**SOURCE PASSAGE:**
We cannot say that Ali Gul Alkaya revealed my secret by accusing me, because I don’t know him and he doesn’t know me. This document is proof of a police-based conspiracy, and the entire indictment against me was based on a forged document.
Six months after my arrest, on the 3 October 2003, my court hearing was held in the State Security Court. I pleaded to be released and the court released me with the condition of a pending trial. I was very happy.
In spite of the fact that I was on trial and could have been sentenced for life in solitary confinement, the judges didn’t believe the claims of ‘being the coordinator of bombing acts’. My pending trial continued for the next 8 years.
I’d like to mention that because the press unions who are against the system didn’t do anything about my situation at the time, we founded the Platform for Solidarity with Imprisoned Journalists (TGDP). Since then I have been the spokesman of TGDP.
During the 8 years of my pending trial, no evidence was found against me. I was charged with groundless claims, so it is logical that non-existing evidence cannot be found.
After 8 years, on the 4 May, 2011, in a hearing held at the 12 Criminal Court, I was sentenced to 18 years and 9 months in prison. I was surprised by the verdict, since I had been expecting an acquittal.
In the Court’s decision, this is written about me: “Even with the opinion that Necati Abay is the member of a terrorist group and commanded in the outlawed MLKP organization; it is understood that the direct relation and participation of the defendant to the crimes within the context of dossier cannot be ascertained, the defendant is within the meaning of 765 numbered, 168/1 Article of the Turkish Criminal Code…instead of life sentence, he is to be sentences to 18 years 9 months…”
As can be seen in the Court’s decision, there isn’t any evidence about me in this case, so my sentence is based on the belief.
There is no evidence, just belief. This is why I think the decision of the special authorized High Criminal Court is not judicial, but political. This is one of the typical examples of lawlessness in High Criminal Court. After the verdict of the Court, I said that this decision would be discussed a lot, and it is.
In many newspapers, journals and TV programs, this particular Court decision has been discussed. Osman Can talked about it in his column in Star newspaper, Prof. Dr Dogu Ergil in his column in Bugun newspaper, Ferai Tinc in her column in Hurriyet, and Aydin Engin in T24 web page; they all reported about it.
In Cumhuriyet newspaper, it became the second headline on the front page. I was invited to the editorial office program of Rusen Cakir in NTV, and we discussed the decision. It was also talked about in the press freedom program of Ertugrul Mavioglu in IMC TV, in which I also participated.

**WHAT TO WORK ON:** In the account of the trial, what prison sentence was handed down at the hearing on 4 May 2011?

(Image-grounded pointing records)
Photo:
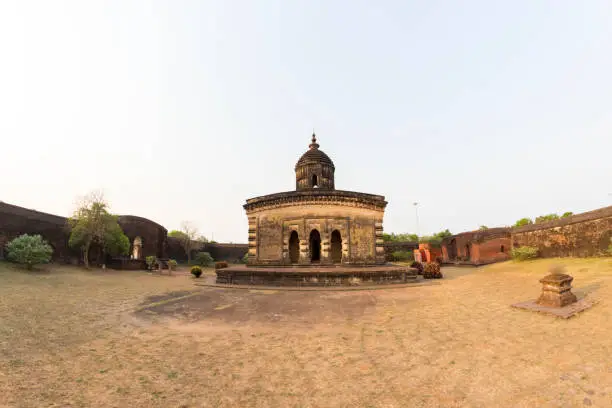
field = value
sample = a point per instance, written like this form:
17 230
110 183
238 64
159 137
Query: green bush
29 250
523 253
431 270
402 256
151 260
203 259
196 271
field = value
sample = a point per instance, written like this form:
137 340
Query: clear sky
482 111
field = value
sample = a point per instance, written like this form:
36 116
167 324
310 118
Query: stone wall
270 231
391 247
477 247
580 235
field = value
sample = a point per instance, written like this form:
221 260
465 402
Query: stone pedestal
556 289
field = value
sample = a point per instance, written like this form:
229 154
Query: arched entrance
452 250
294 247
336 246
315 246
137 248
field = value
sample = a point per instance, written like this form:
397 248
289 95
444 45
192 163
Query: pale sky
484 112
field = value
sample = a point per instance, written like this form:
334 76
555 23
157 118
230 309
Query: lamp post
416 212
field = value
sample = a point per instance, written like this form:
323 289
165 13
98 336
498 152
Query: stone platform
563 312
344 275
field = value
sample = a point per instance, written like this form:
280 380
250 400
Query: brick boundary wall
580 235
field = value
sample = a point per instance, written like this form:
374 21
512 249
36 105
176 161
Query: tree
204 259
547 217
523 221
29 250
436 239
186 236
92 224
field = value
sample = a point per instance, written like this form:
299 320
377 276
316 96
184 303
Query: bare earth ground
73 338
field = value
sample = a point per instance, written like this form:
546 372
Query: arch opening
336 247
315 246
452 250
294 247
137 248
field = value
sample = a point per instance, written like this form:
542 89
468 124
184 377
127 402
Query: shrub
431 270
29 250
203 259
418 266
402 256
196 271
151 260
524 253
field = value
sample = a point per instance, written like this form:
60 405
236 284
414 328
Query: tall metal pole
416 211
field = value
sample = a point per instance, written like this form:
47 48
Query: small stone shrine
315 235
557 298
556 289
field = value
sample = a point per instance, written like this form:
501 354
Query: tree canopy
547 217
392 237
92 224
523 221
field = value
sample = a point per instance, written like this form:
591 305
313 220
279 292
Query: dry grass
73 338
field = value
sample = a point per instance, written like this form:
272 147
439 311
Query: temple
314 228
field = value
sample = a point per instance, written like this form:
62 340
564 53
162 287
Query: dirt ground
74 338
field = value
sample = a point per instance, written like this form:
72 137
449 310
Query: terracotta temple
315 235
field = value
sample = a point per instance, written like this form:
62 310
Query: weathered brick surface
356 225
586 234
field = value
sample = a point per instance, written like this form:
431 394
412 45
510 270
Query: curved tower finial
313 143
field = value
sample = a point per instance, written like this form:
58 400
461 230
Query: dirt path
455 343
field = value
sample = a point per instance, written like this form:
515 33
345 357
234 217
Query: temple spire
313 144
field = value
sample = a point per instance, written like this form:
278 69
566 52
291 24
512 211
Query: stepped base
316 275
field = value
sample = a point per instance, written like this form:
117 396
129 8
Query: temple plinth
316 235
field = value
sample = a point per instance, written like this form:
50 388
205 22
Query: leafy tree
523 221
29 250
547 217
392 237
93 224
176 234
187 235
204 259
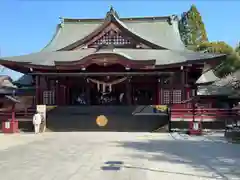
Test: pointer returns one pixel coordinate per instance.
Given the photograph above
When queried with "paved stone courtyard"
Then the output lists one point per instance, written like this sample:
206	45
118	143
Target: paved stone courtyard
118	156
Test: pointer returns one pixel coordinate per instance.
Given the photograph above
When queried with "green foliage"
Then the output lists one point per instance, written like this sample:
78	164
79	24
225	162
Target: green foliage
192	28
228	65
194	36
215	47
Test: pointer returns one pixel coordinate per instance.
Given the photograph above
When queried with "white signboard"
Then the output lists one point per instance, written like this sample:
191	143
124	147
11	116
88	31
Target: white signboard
195	126
7	125
42	109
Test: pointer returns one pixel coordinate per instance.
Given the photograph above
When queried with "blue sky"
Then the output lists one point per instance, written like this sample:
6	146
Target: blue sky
28	25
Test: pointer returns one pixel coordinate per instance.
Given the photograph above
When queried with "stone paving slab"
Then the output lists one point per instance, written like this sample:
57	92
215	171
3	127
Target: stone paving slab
118	156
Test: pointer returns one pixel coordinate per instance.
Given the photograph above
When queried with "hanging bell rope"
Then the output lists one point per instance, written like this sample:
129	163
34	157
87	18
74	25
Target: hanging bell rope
108	84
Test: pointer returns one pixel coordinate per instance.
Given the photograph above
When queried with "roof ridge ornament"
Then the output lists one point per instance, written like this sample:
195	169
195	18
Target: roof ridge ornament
111	13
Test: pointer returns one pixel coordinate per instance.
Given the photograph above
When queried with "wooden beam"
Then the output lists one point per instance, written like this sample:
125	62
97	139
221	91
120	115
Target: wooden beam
105	74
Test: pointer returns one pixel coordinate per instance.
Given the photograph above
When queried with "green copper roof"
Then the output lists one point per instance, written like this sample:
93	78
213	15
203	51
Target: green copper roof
162	57
162	31
228	85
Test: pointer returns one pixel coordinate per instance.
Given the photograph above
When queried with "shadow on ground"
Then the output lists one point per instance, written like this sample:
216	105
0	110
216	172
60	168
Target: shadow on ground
222	160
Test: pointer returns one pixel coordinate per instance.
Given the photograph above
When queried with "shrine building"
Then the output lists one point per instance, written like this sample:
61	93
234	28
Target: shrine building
114	62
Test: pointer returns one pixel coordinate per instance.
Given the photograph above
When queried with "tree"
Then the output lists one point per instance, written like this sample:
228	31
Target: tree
192	28
228	65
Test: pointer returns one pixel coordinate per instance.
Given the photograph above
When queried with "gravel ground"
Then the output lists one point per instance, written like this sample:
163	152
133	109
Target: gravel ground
118	155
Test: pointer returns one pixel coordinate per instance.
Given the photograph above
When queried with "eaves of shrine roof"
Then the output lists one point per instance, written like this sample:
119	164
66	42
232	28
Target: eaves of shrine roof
160	31
161	57
208	76
228	85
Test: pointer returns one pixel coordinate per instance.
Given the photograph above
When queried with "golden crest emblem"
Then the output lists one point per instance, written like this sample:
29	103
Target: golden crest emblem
161	108
101	120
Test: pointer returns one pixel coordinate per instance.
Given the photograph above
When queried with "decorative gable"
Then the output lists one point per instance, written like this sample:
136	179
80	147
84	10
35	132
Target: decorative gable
113	38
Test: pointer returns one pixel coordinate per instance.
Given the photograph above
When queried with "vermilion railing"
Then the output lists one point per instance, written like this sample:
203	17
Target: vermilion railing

**PROBLEM SOLUTION:** 18 years and 9 months in prison.